:: TEXT BLOCK

Insufflation in powder form was a common method of applying medicaments to the throat and nose. All writers mention this, but the fullest description of the tube used is given by Oribasius, who says (Collect. xii):
‘Those things which evacuate the head we use in the following manner. A reed slender and with a straight bore, six inches in length, and of such a size that it can be placed in the nares, is taken and its cavity entirely filled with medicament. The reed may be either natural or of bronze. This being placed in the nares, we propel the medicament by blowing into the other end.’
Alexander Trallianus (IV. viii) describes the insufflation of the woolly hairs of the platanus to stop epistaxis, and Aretaeus mentions the insufflation of sternutatories (459, vol. ii), and again (408, vol. ii) he says medicines may be blown into the pharynx by a reed, or quill, or wide long tube (καλάμῳ ἢ πτίλῳ ἢ καυλῷ παχεῖ καὶ ἐπιμήκει).
A fine example of a bronze insufflator was discovered among the instruments of the surgeon of Paris. It is 15½ cm. in length, and 5 mm. in diameter. It is formed by a plate of bronze bent round and soldered. It terminates in a little elliptical shovel slightly cup-shaped, of which the transverse diameter is 3 cm. and the longitudinal 3 mm.; it had originally been overlaid with gold ([Pl. XL, fig. 4]).
Cannulae for draining Ascites and Empyema.

::::
:: INPUT DATA

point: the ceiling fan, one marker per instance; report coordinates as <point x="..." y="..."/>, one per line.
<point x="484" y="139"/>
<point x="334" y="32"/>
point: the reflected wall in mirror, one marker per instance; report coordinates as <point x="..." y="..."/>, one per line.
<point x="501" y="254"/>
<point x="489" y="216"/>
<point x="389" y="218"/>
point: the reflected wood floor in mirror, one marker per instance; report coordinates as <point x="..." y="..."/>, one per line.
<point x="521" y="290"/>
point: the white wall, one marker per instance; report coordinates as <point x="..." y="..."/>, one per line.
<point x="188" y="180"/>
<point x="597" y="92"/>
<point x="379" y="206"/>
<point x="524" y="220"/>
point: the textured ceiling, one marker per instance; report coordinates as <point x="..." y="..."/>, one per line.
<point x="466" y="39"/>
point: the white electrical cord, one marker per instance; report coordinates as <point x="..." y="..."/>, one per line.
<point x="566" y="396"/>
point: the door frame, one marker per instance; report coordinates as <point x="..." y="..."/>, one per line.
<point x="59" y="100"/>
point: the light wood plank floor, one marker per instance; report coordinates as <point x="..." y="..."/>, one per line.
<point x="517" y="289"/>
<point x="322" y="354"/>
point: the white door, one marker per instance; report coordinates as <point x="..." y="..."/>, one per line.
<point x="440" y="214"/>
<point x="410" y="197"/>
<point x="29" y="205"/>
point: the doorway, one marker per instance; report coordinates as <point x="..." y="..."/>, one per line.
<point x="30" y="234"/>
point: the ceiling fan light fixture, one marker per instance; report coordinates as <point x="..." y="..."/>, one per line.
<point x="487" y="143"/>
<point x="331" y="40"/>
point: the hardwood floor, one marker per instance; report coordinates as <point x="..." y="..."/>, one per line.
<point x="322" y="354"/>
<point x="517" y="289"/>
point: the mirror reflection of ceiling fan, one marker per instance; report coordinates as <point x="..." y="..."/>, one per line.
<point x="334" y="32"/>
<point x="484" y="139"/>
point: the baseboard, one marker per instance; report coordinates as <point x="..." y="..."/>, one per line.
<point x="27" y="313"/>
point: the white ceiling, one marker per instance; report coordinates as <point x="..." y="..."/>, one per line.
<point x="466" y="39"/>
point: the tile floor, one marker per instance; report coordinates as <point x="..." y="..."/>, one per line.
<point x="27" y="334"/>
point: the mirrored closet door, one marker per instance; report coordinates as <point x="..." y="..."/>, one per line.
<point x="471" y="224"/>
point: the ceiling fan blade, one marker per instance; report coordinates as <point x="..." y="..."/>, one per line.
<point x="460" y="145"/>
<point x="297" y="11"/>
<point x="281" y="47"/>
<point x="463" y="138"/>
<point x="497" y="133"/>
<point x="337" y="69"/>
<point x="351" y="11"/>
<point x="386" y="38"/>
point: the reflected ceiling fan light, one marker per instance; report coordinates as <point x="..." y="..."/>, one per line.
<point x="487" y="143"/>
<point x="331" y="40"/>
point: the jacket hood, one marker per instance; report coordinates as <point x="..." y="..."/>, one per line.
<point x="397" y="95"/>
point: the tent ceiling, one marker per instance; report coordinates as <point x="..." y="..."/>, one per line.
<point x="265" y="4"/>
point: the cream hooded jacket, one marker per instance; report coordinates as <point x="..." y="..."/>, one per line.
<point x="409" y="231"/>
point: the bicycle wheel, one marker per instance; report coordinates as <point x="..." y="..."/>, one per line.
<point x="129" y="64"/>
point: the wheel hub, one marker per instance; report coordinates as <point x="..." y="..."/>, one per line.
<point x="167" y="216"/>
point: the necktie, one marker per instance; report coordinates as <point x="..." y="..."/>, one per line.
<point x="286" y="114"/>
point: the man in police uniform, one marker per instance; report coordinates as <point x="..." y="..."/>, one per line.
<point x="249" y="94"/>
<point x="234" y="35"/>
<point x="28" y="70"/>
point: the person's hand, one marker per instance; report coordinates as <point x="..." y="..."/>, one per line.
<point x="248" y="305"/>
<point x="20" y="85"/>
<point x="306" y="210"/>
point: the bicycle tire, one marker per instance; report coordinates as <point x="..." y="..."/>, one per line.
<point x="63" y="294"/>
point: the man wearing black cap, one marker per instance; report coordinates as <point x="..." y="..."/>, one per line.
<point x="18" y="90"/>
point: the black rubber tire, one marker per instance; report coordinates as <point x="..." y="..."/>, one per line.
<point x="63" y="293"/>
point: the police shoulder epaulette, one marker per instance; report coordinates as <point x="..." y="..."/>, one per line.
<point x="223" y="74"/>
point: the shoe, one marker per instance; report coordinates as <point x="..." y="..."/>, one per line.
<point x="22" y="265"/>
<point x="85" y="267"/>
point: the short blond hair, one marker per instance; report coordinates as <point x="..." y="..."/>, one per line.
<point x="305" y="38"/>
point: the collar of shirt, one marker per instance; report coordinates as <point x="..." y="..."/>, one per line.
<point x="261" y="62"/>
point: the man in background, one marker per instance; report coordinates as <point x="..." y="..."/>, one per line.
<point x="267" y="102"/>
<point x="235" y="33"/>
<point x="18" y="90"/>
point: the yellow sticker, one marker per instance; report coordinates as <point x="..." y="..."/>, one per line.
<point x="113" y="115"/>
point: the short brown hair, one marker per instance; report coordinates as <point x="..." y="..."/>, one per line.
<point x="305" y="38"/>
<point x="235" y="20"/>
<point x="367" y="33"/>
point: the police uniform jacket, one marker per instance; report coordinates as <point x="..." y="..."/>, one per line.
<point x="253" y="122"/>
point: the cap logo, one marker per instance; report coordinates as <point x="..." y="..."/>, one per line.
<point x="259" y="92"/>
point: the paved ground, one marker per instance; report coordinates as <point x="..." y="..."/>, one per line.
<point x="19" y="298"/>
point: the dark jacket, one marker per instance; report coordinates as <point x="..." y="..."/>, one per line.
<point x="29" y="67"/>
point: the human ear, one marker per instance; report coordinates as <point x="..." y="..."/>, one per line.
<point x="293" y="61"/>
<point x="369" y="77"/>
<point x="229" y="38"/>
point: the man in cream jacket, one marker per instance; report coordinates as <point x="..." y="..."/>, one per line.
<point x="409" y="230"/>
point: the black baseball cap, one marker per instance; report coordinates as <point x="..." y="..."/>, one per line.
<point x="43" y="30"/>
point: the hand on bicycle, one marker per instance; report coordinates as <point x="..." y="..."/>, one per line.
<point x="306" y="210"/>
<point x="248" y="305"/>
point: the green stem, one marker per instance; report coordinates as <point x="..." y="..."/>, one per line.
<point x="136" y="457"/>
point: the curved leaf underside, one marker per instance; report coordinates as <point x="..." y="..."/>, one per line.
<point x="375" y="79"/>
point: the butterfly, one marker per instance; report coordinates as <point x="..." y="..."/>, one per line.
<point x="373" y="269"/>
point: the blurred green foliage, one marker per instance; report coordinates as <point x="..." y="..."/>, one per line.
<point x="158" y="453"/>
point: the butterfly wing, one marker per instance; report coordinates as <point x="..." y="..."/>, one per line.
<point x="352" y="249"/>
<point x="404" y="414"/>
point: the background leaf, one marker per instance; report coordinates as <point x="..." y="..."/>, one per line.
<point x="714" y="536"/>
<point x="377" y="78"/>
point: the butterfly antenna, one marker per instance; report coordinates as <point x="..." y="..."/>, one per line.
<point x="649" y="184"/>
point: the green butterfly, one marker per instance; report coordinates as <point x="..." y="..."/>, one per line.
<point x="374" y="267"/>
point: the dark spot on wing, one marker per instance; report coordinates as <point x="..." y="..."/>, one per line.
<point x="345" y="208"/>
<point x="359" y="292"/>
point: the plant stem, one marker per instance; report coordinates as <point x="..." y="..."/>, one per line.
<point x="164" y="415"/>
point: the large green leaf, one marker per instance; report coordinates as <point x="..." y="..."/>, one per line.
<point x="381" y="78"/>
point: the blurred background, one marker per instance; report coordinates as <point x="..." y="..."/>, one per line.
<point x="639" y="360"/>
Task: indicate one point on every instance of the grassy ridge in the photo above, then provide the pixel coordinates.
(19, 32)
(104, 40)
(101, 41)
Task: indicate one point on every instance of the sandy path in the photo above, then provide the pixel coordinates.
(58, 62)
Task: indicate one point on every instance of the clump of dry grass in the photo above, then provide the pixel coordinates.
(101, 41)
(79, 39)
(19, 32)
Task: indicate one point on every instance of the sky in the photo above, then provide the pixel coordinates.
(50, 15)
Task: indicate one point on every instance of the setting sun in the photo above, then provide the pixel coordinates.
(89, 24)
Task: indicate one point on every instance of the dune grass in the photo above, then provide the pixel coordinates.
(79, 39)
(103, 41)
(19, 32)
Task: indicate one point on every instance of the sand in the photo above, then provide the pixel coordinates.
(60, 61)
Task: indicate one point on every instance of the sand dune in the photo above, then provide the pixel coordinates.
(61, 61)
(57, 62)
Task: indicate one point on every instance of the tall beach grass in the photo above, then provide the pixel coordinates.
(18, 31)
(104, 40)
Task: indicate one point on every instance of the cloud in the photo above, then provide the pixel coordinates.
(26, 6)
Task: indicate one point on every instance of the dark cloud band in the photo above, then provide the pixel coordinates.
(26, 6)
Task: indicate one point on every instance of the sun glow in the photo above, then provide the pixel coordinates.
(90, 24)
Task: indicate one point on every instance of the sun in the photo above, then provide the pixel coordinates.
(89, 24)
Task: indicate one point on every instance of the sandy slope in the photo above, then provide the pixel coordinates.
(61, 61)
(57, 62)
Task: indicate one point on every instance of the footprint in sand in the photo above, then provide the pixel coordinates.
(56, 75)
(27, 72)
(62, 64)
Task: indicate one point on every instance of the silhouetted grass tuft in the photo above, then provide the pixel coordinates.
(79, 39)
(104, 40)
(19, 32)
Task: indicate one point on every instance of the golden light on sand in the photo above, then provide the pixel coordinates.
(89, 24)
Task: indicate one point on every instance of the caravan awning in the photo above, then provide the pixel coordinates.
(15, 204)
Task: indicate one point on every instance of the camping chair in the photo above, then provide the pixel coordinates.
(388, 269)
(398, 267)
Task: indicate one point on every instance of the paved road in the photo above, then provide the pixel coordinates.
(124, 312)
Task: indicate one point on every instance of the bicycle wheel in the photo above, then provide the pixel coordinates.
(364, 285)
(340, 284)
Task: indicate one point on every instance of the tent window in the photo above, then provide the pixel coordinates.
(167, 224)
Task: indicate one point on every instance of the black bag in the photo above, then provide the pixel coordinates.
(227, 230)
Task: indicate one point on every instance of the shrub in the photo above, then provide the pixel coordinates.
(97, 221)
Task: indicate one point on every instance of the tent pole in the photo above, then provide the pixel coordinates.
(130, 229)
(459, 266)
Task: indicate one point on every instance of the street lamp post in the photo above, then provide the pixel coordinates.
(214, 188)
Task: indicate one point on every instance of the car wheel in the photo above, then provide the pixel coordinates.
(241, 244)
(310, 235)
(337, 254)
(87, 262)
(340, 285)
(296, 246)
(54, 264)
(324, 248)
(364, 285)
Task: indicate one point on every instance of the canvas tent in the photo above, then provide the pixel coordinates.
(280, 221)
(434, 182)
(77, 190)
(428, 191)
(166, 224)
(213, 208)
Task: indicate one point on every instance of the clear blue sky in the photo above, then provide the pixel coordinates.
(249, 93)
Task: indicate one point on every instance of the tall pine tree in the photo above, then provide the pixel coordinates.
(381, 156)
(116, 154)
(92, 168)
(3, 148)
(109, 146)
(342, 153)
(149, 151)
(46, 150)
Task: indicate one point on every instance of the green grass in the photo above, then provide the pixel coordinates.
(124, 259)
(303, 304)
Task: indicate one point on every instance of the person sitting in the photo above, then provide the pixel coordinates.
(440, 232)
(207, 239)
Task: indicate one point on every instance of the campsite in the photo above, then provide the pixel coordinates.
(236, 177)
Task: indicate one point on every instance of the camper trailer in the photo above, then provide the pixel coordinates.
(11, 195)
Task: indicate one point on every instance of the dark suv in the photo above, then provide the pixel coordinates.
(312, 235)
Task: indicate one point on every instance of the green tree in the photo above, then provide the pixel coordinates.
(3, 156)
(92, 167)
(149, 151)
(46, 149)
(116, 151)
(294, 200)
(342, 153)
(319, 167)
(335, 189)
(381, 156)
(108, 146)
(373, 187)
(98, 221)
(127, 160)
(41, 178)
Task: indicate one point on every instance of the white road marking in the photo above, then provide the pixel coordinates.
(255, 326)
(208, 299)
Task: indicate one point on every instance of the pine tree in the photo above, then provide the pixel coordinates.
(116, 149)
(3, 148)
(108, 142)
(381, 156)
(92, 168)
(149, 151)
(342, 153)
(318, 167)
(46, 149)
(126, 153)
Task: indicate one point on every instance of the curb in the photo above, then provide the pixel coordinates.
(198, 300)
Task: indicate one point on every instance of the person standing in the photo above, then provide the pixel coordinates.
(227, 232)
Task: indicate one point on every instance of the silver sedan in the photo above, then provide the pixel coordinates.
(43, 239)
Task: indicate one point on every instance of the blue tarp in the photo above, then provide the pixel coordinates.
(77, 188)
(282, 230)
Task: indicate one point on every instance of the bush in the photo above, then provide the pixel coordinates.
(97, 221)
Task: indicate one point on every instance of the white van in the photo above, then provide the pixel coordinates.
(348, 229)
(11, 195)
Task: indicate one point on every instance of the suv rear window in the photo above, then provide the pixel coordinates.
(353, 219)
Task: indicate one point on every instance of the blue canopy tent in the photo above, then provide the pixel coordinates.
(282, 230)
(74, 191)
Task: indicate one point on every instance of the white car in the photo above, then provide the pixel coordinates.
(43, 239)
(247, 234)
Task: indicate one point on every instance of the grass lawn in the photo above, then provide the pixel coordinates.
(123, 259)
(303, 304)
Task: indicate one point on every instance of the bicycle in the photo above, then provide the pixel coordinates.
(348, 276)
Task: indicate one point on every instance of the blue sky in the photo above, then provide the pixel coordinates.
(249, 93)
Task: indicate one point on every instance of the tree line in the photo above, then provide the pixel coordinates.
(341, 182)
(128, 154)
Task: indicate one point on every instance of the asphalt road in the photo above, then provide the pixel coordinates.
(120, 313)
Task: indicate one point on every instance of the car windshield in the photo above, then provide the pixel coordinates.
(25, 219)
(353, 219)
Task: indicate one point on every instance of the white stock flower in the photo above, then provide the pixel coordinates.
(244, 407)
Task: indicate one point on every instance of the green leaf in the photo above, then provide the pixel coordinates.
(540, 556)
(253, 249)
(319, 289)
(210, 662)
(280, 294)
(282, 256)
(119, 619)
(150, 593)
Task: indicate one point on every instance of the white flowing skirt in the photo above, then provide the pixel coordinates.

::::

- **REQUIRED WORK**
1) Translate this sentence from the text on ancient insufflation into Spanish: "It is formed by a plate of bronze bent round and soldered."
2) Write the next paragraph of the text on ancient insufflation and cannulae, picking up after the heading on draining ascites and empyema.
The rows are not needed for anything here.

- **RESULTS OF THE TASKS**
1) Está formado por una lámina de bronce enrollada y soldada.

2)
Celsus describes the cannula for draining ascites (VII. xv):
Ferramentum autem demittitur magna cura habita ne qua vena incidatur. Id tale esse debet ut fere tertiam digiti partem latitudo mucronis impleat; demittendumque ita est ut membranam quoque transeat qua caro ab interiore parte finitur; eo tum plumbea aut aenea fistula coniicienda est vel recurvatis in exteriorem partem labris vel in media circumsurgente quadam mora, ne tota intus delabi possit. Huius ea pars quae intra paulo longior esse debet quam quae extra, ut ultra interiorem membranam procedat. Per hanc effundendus humor est; atque ubi maior pars eius evocata est claudenda demisso linteolo fistula est; et in vulnere si id ustum non est relinquenda. Deinde per insequentes dies circa singulas heminas emittendum, donec nullum aquae vestigium appareat.
The following passage from Paul shows that the tip was bevelled off like a writing pen:
Χαλκοῦν καλαμίσκον ... καθίσομεν ἔχοντα τὴν ἐκτομὴν παραπλησίαν τοῖς γραφικοῖς καλάμοις.
‘We introduce through the incision in the abdomen and peritoneum, a bronze cannula having a tip like that of a writing pen’ (VL. l).